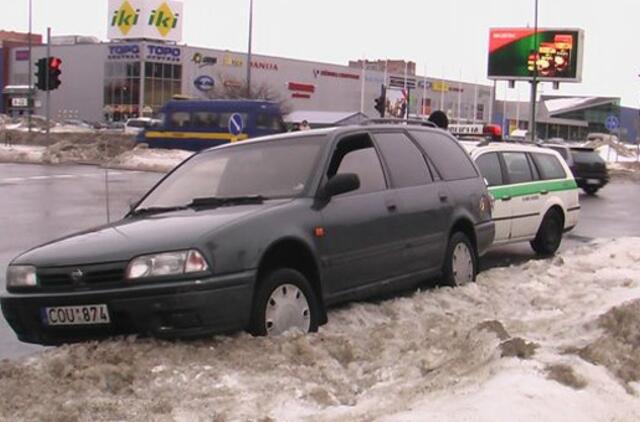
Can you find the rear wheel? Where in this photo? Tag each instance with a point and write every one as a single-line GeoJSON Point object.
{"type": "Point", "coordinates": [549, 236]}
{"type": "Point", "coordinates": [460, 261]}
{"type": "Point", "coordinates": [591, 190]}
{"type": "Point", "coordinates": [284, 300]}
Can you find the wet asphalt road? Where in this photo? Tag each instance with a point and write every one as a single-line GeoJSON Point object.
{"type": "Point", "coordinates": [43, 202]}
....
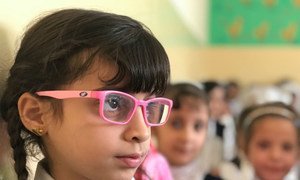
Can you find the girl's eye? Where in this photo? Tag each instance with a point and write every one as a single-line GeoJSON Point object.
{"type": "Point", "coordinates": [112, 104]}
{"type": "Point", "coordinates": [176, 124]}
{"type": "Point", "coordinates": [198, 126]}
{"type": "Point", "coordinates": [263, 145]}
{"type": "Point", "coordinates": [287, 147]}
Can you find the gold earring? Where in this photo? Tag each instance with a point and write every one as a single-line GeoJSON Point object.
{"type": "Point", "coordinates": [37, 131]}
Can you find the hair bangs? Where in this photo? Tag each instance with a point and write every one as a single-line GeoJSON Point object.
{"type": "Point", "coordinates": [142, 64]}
....
**Задание**. Подсчитайте строки записей, в которых встречается слово «instance», и укажите только полученное число.

**Ответ**. 5